In the process of dispersing the oil phase in the aqueous phase to form particles, some isocyanate groups of the modified resin are hydrolyzed into amino groups, which are then reacted with unreacted isocyanate groups to allow elongation reaction to proceed. Also, an amine compound may be used in combination to perform elongation reaction and introduce crosslinked points as well as the above reaction. The amine compound (B) is not particularly limited and may be appropriately selected depending on the intended purpose. Examples thereof include diamines (B1), trivalent or higher polyamines (B2), aminoalcohols (B3), aminomercaptans (B4), amino acids (B5) and amino-blocked compounds (Be) obtained by blocking the amino group of B1 to B5.

The diamine (B1) is not particularly limited and may be appropriately selected depending on the intended purpose. Examples thereof include aromatic diamines (e.g., phenylene diamine, diethyltoluene diamine, 4,4′-diaminodiphenylmethane, tetrafluoro-p-xylylenediamine and tetrafluoro-p-phenylenediamine); alicyclic diamines (e.g., 4,4′-diamino-3,3′-dimethyldicyclohexylmethane, diaminecyclohexane and isophorondiamine); and aliphatic diamines (e.g., ethylenediamine, tetramethylenediamine, hexamethylenediamine, dodecafluorohexylenediamine and tetracosafluorododecylenediamine). The trivalent or higher polyamine (B2) is not particularly limited and may be appropriately selected depending on the intended purpose. Examples thereof include diethylenetriamine and triethylenetetramine.

▸ CHALLENGES
• a. According to the passage on amine compounds, how can an elongation reaction proceed while the oil phase is being dispersed in the aqueous phase?
• b. List every aliphatic diamine given as an example in the passage on amine compounds.
• c. From the passage on amine compounds, return the portion starting at "The diamine (B1)" and ending at "diethylenetriamine and triethylenetetramine.", copied word for word.

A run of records
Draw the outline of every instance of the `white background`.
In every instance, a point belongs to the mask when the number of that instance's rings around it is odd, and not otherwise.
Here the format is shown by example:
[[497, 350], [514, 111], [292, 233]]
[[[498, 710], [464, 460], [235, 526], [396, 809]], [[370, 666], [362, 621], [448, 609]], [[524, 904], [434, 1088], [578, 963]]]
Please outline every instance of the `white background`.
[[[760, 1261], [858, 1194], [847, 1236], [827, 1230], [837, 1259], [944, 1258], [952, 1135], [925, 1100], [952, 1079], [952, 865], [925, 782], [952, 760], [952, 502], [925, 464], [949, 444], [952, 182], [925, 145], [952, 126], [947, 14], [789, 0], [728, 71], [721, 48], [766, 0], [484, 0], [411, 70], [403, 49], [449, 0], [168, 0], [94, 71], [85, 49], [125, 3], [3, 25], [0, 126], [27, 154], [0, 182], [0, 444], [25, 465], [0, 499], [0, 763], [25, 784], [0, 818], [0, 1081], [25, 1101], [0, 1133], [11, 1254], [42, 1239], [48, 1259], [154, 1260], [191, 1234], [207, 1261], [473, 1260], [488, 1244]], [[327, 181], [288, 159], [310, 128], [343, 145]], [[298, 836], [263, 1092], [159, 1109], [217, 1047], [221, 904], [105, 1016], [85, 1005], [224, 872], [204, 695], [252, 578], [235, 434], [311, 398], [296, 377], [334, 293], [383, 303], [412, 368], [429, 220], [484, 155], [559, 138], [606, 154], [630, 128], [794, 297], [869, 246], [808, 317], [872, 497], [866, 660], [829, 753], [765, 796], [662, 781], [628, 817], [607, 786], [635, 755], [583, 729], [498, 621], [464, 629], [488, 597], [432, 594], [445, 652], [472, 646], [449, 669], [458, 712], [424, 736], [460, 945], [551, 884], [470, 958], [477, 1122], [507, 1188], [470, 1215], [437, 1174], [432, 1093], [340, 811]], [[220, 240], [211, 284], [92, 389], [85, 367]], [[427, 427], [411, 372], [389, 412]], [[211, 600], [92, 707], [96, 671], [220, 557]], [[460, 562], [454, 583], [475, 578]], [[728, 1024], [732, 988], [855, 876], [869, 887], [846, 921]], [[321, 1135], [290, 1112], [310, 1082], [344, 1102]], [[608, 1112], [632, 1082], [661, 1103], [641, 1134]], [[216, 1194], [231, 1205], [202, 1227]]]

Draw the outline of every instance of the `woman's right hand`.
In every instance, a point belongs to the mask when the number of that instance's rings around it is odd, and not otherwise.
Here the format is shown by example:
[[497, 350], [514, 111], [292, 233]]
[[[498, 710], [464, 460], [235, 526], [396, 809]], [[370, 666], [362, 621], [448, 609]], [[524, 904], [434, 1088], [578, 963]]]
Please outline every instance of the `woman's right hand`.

* * *

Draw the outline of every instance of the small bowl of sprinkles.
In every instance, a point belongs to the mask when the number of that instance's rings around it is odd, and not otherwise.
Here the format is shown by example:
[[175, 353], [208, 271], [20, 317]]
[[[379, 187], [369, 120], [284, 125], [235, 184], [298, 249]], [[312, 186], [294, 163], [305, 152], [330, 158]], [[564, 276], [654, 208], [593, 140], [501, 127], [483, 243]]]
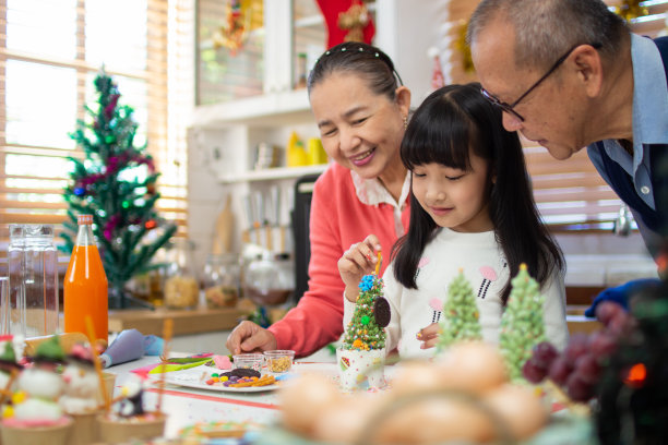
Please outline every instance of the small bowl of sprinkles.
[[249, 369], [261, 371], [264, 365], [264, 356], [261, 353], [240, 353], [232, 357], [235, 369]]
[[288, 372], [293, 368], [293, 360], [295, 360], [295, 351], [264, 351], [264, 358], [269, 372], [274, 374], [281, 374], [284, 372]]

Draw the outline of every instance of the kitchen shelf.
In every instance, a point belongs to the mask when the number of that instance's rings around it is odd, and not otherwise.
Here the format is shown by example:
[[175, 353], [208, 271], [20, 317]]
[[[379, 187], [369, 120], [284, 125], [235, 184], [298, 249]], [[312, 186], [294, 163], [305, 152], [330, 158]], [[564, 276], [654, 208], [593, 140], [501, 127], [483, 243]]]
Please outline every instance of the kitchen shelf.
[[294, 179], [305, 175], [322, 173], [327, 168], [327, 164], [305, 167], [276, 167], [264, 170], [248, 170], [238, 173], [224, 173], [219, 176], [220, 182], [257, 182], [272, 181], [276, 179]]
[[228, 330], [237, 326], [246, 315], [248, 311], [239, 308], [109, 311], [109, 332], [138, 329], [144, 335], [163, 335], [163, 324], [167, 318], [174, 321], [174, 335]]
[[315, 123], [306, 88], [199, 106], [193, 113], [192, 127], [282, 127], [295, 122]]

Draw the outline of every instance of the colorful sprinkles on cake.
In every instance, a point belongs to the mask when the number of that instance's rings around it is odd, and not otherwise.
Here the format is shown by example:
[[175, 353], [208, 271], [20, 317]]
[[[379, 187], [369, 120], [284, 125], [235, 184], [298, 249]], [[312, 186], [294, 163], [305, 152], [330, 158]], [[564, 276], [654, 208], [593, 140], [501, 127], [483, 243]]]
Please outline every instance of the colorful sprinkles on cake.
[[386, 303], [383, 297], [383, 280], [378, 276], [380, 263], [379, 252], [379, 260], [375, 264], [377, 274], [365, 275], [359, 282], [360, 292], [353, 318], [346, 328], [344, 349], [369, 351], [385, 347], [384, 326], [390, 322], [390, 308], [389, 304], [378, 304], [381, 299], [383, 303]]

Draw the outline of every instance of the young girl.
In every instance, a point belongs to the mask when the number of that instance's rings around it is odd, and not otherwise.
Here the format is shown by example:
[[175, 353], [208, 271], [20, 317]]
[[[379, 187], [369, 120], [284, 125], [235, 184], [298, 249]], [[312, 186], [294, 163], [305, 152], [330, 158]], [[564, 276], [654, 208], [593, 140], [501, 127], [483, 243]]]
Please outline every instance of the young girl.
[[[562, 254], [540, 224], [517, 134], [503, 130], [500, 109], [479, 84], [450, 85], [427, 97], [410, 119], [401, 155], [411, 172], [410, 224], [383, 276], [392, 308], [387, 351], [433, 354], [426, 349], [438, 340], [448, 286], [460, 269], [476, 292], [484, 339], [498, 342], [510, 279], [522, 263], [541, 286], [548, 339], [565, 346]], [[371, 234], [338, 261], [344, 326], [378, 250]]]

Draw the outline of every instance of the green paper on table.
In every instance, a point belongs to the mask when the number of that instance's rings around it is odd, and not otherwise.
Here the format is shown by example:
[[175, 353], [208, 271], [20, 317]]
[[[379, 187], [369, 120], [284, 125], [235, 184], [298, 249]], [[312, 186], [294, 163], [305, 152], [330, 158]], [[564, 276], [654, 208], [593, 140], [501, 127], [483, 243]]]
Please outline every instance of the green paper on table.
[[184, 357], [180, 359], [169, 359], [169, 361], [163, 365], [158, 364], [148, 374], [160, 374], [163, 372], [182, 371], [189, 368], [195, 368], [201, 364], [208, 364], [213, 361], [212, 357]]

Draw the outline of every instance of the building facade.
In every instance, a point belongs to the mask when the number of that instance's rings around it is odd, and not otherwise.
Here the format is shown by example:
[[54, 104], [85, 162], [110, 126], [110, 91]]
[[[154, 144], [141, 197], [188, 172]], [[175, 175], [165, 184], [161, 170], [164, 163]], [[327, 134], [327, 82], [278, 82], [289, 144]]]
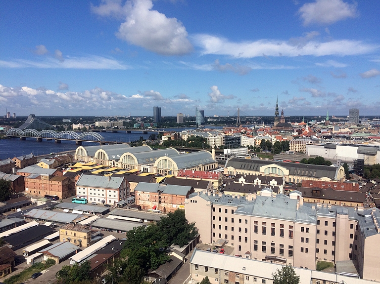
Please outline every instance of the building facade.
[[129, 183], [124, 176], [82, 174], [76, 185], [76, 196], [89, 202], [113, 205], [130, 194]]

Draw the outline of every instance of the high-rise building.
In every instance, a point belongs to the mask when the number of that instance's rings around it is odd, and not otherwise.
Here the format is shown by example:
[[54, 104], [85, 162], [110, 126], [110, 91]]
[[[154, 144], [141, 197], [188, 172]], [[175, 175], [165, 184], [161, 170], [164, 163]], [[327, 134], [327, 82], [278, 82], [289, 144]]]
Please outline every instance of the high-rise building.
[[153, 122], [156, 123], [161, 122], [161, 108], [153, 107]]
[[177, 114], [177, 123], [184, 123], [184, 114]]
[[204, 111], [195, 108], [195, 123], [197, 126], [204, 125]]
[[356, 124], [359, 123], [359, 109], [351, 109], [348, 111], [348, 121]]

▸ SOLUTIONS TO EACH TASK
• a. During dispersion, some isocyanate groups of the modified resin are hydrolyzed into amino groups. These amino groups then react with unreacted isocyanate groups, which lets the elongation reaction proceed.

• b.
- ethylenediamine
- tetramethylenediamine
- hexamethylenediamine
- dodecafluorohexylenediamine
- tetracosafluorododecylenediamine

• c.
The diamine (B1) is not particularly limited and may be appropriately selected depending on the intended purpose. Examples thereof include aromatic diamines (e.g., phenylene diamine, diethyltoluene diamine, 4,4′-diaminodiphenylmethane, tetrafluoro-p-xylylenediamine and tetrafluoro-p-phenylenediamine); alicyclic diamines (e.g., 4,4′-diamino-3,3′-dimethyldicyclohexylmethane, diaminecyclohexane and isophorondiamine); and aliphatic diamines (e.g., ethylenediamine, tetramethylenediamine, hexamethylenediamine, dodecafluorohexylenediamine and tetracosafluorododecylenediamine). The trivalent or higher polyamine (B2) is not particularly limited and may be appropriately selected depending on the intended purpose. Examples thereof include diethylenetriamine and triethylenetetramine.